Your instructions: Switch every "drop a single dot" in the items below to "place one point", then reproduce all the items with nothing else altered.

Records for this task:
++++++++++++++++++++

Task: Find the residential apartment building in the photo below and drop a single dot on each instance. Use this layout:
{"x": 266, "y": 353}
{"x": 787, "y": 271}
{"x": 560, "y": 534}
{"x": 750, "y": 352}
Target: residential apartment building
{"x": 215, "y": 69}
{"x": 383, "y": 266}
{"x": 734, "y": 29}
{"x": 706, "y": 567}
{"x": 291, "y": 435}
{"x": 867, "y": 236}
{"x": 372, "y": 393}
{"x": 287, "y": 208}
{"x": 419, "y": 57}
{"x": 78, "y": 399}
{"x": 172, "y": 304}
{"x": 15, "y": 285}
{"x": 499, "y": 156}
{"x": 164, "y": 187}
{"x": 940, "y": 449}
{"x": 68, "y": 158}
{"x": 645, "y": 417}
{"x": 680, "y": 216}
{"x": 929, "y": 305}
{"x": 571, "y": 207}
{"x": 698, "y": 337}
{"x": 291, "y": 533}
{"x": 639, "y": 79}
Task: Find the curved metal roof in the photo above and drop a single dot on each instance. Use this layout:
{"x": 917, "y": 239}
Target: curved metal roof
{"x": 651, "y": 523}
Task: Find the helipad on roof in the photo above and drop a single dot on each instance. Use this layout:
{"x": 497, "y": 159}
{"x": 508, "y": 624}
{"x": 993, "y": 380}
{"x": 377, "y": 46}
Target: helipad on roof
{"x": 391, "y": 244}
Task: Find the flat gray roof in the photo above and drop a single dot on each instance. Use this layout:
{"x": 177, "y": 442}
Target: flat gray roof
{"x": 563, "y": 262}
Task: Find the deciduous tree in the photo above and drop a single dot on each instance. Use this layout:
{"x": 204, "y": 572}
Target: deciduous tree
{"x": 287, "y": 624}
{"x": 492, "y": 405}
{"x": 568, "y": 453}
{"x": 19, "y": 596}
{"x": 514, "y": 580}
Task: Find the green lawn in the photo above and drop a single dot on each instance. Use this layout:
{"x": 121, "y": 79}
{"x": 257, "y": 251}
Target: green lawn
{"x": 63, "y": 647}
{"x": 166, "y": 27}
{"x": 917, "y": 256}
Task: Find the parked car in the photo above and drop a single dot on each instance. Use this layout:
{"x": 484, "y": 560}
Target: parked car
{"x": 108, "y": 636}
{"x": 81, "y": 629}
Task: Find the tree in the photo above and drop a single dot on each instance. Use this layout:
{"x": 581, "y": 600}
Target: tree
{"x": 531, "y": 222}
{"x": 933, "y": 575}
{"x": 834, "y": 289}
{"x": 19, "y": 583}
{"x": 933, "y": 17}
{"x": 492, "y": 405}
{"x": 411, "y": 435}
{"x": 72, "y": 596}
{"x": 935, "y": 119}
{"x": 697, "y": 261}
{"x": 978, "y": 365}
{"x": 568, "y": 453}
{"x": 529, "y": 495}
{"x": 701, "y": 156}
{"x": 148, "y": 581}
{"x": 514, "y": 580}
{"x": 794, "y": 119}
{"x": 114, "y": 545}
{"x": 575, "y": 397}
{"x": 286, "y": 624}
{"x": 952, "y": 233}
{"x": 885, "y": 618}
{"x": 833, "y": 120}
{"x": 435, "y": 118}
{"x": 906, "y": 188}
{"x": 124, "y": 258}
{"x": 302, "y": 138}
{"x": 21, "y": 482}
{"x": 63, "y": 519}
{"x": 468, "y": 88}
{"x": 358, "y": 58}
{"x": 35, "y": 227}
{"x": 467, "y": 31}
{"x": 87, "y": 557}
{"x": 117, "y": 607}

++++++++++++++++++++

Result:
Task: Find the residential apartment building in the photo below and place one point on each instance. Use this layout:
{"x": 266, "y": 353}
{"x": 787, "y": 271}
{"x": 560, "y": 534}
{"x": 750, "y": 352}
Target: residential apartment building
{"x": 215, "y": 69}
{"x": 383, "y": 266}
{"x": 734, "y": 29}
{"x": 706, "y": 567}
{"x": 291, "y": 435}
{"x": 867, "y": 236}
{"x": 372, "y": 393}
{"x": 287, "y": 208}
{"x": 419, "y": 57}
{"x": 78, "y": 399}
{"x": 172, "y": 304}
{"x": 15, "y": 285}
{"x": 499, "y": 156}
{"x": 164, "y": 187}
{"x": 940, "y": 449}
{"x": 68, "y": 158}
{"x": 645, "y": 417}
{"x": 680, "y": 216}
{"x": 929, "y": 305}
{"x": 571, "y": 207}
{"x": 698, "y": 337}
{"x": 291, "y": 533}
{"x": 639, "y": 79}
Task: Find the curved metal roof in the photo above and place one point on each instance. Use this layout:
{"x": 917, "y": 239}
Target: curved metal roof
{"x": 651, "y": 523}
Task: Find the helipad on roof in the photo above and place one point on each instance. Use this layout:
{"x": 497, "y": 159}
{"x": 508, "y": 624}
{"x": 993, "y": 380}
{"x": 377, "y": 46}
Target: helipad on roof
{"x": 391, "y": 244}
Task: Find the flat gray roof in the photo above and place one point on each instance. Use this layout:
{"x": 177, "y": 442}
Target: flat gray roof
{"x": 563, "y": 262}
Task: Find the deciduous tree in the photo above and place one point on each instance. Use this layout:
{"x": 204, "y": 572}
Target: deciduous tree
{"x": 287, "y": 624}
{"x": 492, "y": 405}
{"x": 568, "y": 453}
{"x": 19, "y": 596}
{"x": 514, "y": 580}
Task: Find the green lawn in the photo above and place one point on each instance. Use this layout:
{"x": 121, "y": 79}
{"x": 257, "y": 251}
Target: green lawn
{"x": 63, "y": 647}
{"x": 166, "y": 27}
{"x": 917, "y": 256}
Task: Find the parked car in the photo above and place one point on each instance. Use this layout:
{"x": 484, "y": 560}
Target: parked car
{"x": 108, "y": 636}
{"x": 81, "y": 629}
Task: Find the tree in the photo above and place one point on each instance. Use this layout:
{"x": 581, "y": 600}
Target: tree
{"x": 531, "y": 222}
{"x": 933, "y": 575}
{"x": 834, "y": 289}
{"x": 19, "y": 583}
{"x": 933, "y": 17}
{"x": 492, "y": 405}
{"x": 411, "y": 435}
{"x": 72, "y": 596}
{"x": 935, "y": 119}
{"x": 697, "y": 261}
{"x": 978, "y": 365}
{"x": 568, "y": 453}
{"x": 529, "y": 495}
{"x": 701, "y": 156}
{"x": 148, "y": 581}
{"x": 514, "y": 580}
{"x": 794, "y": 119}
{"x": 114, "y": 545}
{"x": 575, "y": 397}
{"x": 286, "y": 624}
{"x": 952, "y": 233}
{"x": 885, "y": 618}
{"x": 833, "y": 120}
{"x": 435, "y": 118}
{"x": 906, "y": 188}
{"x": 124, "y": 258}
{"x": 302, "y": 138}
{"x": 21, "y": 482}
{"x": 63, "y": 519}
{"x": 468, "y": 88}
{"x": 358, "y": 58}
{"x": 35, "y": 227}
{"x": 467, "y": 31}
{"x": 87, "y": 557}
{"x": 117, "y": 607}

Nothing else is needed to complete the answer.